EXERCISE DIRECTIONS:
Format the lines of the data below, from the line containing "mark the bare" through the final line, inclusive, as a JSON list of strings with one string per line and blank lines omitted.
* begin EXTRACTED MATERIAL *
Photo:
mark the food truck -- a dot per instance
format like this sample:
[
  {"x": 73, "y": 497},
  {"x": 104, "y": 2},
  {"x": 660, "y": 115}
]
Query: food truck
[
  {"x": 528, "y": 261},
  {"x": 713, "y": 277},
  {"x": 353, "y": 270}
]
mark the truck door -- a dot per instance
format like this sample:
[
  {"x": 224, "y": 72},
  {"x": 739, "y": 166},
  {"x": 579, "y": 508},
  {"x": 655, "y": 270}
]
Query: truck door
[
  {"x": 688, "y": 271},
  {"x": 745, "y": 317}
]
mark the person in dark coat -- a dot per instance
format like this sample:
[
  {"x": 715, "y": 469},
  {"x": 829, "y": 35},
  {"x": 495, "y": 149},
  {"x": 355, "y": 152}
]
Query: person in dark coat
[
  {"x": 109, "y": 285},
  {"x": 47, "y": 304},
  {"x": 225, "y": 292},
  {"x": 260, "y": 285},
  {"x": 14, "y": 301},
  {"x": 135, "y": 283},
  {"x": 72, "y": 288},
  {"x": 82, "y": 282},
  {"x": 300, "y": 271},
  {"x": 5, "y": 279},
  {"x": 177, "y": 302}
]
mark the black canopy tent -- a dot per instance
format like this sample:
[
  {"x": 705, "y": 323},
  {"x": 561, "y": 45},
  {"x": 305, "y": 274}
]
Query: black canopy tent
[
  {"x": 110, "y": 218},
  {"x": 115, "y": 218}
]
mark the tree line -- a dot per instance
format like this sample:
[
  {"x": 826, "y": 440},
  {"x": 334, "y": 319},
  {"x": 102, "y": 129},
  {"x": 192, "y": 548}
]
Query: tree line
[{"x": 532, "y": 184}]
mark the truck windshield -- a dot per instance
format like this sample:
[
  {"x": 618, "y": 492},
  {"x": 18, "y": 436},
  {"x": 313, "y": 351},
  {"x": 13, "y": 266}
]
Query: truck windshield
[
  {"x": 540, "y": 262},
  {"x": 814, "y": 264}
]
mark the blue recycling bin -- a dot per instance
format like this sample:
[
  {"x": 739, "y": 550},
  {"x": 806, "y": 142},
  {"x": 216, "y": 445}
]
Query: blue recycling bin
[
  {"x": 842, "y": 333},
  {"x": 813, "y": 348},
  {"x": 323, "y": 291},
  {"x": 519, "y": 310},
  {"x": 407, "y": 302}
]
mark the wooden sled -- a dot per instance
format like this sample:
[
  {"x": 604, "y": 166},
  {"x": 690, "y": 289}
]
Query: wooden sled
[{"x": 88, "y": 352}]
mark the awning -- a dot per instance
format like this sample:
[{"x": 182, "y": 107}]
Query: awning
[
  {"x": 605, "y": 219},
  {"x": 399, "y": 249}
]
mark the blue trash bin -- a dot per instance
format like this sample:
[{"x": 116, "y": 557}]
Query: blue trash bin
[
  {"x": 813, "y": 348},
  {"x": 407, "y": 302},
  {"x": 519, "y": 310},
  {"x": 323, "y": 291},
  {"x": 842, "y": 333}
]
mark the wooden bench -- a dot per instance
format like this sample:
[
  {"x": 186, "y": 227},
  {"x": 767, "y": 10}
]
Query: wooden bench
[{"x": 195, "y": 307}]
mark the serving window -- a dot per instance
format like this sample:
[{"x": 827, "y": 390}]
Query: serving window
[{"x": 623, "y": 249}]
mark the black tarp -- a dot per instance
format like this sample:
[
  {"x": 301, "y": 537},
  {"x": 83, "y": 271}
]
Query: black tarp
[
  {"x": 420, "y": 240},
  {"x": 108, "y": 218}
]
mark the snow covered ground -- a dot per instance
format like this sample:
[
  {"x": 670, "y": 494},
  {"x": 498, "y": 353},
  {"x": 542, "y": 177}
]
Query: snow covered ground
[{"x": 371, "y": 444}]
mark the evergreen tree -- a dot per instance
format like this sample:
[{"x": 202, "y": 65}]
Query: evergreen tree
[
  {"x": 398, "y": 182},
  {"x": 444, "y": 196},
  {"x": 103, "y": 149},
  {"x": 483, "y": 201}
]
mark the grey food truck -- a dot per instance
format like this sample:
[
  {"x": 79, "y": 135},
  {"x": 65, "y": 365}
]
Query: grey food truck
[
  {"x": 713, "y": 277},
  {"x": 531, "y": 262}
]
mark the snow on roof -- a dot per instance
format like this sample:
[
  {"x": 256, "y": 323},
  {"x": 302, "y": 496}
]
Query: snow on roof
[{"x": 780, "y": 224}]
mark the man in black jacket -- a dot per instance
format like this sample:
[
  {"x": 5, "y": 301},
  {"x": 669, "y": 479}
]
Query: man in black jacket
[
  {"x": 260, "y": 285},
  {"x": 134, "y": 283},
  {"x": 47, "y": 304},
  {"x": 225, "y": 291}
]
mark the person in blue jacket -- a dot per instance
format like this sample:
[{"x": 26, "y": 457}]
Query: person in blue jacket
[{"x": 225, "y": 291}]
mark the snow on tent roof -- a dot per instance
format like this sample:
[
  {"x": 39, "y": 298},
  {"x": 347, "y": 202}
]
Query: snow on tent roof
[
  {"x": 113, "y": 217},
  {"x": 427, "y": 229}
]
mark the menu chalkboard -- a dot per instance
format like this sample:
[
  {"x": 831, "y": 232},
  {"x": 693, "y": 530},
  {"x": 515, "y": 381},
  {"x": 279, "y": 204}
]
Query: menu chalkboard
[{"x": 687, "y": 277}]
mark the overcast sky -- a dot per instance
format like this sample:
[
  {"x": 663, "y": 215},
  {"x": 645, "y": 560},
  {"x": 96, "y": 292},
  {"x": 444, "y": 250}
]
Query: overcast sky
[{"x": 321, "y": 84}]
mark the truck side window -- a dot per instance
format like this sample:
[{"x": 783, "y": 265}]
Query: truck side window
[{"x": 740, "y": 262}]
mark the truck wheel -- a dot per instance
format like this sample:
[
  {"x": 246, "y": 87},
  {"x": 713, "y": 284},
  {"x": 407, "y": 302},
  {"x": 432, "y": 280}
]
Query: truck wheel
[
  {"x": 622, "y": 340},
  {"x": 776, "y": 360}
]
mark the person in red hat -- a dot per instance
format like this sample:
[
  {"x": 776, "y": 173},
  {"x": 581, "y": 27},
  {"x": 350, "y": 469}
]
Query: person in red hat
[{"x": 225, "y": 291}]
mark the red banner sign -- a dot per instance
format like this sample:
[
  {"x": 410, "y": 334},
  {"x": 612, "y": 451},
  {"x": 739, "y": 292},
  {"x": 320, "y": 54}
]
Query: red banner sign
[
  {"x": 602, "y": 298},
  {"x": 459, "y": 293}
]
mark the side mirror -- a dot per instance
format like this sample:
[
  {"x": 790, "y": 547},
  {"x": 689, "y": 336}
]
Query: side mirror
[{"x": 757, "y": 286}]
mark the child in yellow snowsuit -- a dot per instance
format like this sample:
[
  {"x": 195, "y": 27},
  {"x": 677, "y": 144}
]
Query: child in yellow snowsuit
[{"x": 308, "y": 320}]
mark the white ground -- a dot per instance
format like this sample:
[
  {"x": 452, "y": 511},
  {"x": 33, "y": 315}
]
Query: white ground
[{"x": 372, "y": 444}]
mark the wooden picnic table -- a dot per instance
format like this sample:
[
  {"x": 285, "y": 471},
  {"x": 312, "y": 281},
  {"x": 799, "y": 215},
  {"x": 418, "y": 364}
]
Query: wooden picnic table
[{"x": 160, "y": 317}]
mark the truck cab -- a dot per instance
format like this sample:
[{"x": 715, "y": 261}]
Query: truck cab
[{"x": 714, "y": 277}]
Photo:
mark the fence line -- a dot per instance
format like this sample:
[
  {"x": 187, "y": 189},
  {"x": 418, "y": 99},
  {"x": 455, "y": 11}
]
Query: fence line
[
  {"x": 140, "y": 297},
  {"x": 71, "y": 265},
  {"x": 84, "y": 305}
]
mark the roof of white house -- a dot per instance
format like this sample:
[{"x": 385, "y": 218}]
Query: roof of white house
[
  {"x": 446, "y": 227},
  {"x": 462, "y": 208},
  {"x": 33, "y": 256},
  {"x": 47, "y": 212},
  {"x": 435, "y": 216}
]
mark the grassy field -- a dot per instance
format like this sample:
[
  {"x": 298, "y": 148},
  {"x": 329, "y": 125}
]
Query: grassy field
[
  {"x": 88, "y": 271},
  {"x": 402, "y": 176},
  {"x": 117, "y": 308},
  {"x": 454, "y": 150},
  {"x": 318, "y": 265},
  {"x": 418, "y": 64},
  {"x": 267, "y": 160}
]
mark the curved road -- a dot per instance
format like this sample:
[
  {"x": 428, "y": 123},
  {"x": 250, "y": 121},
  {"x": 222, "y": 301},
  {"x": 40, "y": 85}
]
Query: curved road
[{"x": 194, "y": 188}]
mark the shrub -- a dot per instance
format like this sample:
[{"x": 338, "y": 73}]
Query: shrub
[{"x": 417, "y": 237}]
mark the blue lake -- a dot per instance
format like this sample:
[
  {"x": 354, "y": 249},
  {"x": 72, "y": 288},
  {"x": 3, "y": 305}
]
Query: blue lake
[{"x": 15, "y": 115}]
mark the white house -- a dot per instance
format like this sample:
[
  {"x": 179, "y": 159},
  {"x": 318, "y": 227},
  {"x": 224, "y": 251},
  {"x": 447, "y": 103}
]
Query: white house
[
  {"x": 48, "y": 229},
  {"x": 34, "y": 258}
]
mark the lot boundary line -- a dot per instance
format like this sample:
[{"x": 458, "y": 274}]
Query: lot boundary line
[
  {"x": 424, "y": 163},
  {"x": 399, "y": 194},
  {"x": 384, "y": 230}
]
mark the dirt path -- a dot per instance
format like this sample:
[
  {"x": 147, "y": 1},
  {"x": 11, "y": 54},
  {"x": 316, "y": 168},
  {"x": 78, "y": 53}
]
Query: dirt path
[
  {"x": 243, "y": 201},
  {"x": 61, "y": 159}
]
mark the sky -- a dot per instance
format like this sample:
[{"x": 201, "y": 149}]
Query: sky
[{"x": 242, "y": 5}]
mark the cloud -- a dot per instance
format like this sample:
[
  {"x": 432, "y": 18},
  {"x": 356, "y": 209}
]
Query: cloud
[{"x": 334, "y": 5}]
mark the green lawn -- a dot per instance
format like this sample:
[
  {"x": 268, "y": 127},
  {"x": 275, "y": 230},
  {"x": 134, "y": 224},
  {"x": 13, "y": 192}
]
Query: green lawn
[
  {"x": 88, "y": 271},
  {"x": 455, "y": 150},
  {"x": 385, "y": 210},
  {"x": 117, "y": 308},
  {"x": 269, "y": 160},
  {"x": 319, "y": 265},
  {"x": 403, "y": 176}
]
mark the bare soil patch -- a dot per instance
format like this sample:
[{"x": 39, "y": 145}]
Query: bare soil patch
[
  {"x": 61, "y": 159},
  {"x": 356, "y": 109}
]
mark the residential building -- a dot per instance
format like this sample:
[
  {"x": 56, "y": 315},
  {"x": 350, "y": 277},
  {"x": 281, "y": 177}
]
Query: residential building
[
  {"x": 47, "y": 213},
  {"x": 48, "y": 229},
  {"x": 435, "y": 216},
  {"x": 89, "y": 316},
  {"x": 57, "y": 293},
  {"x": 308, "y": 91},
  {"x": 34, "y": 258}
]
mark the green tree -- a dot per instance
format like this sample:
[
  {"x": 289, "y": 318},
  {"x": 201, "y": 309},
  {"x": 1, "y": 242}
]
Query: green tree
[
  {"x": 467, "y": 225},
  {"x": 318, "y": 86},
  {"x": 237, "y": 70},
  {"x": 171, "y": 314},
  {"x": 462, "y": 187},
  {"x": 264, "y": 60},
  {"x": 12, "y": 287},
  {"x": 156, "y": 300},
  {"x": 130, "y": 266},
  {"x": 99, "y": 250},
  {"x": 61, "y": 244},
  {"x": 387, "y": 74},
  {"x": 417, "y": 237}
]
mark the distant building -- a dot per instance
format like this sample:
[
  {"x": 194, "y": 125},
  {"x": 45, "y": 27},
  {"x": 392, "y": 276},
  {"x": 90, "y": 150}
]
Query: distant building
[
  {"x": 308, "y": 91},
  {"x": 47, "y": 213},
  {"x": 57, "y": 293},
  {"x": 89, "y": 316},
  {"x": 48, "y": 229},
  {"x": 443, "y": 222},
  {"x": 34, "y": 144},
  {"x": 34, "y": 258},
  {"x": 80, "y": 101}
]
* end EXTRACTED MATERIAL *
EXERCISE RESULT:
[
  "mark the bare soil patch -- a dot per instance",
  "format like this sample:",
  "[{\"x\": 39, \"y\": 145}]",
  "Query: bare soil patch",
  "[",
  "  {\"x\": 61, \"y\": 159},",
  "  {\"x\": 356, \"y\": 109}",
  "]",
  "mark the residential building -- a dot per instance",
  "format like this sample:",
  "[",
  "  {\"x\": 56, \"y\": 315},",
  "  {\"x\": 350, \"y\": 277},",
  "  {\"x\": 281, \"y\": 177}",
  "]",
  "Query: residential building",
  "[",
  "  {\"x\": 47, \"y\": 213},",
  "  {\"x\": 48, \"y\": 229},",
  "  {\"x\": 435, \"y\": 216},",
  "  {\"x\": 89, \"y\": 316},",
  "  {\"x\": 57, \"y\": 293},",
  "  {\"x\": 308, \"y\": 91},",
  "  {\"x\": 34, \"y\": 258}",
  "]",
  "mark the green tree -- a dot per instance",
  "format like this sample:",
  "[",
  "  {\"x\": 289, \"y\": 318},",
  "  {\"x\": 201, \"y\": 309},",
  "  {\"x\": 1, \"y\": 242}",
  "]",
  "Query: green tree",
  "[",
  "  {\"x\": 467, \"y\": 225},",
  "  {\"x\": 318, \"y\": 86},",
  "  {\"x\": 237, \"y\": 70},",
  "  {\"x\": 171, \"y\": 314},",
  "  {\"x\": 462, \"y\": 187},",
  "  {\"x\": 264, \"y\": 60},",
  "  {\"x\": 12, \"y\": 287},",
  "  {\"x\": 156, \"y\": 300},",
  "  {\"x\": 130, \"y\": 266},",
  "  {\"x\": 99, \"y\": 250},",
  "  {\"x\": 61, \"y\": 244},",
  "  {\"x\": 387, \"y\": 74},",
  "  {\"x\": 417, \"y\": 237}",
  "]",
  "mark the distant building -- a dot per instance",
  "format like this sample:",
  "[",
  "  {\"x\": 194, \"y\": 125},",
  "  {\"x\": 45, \"y\": 27},",
  "  {\"x\": 392, \"y\": 276},",
  "  {\"x\": 90, \"y\": 150}",
  "]",
  "Query: distant building",
  "[",
  "  {\"x\": 308, \"y\": 91},",
  "  {\"x\": 47, \"y\": 213},",
  "  {\"x\": 57, \"y\": 293},",
  "  {\"x\": 89, \"y\": 316},",
  "  {\"x\": 48, \"y\": 229},",
  "  {\"x\": 443, \"y\": 222},",
  "  {\"x\": 34, \"y\": 144},",
  "  {\"x\": 34, \"y\": 258},",
  "  {\"x\": 80, \"y\": 101}",
  "]"
]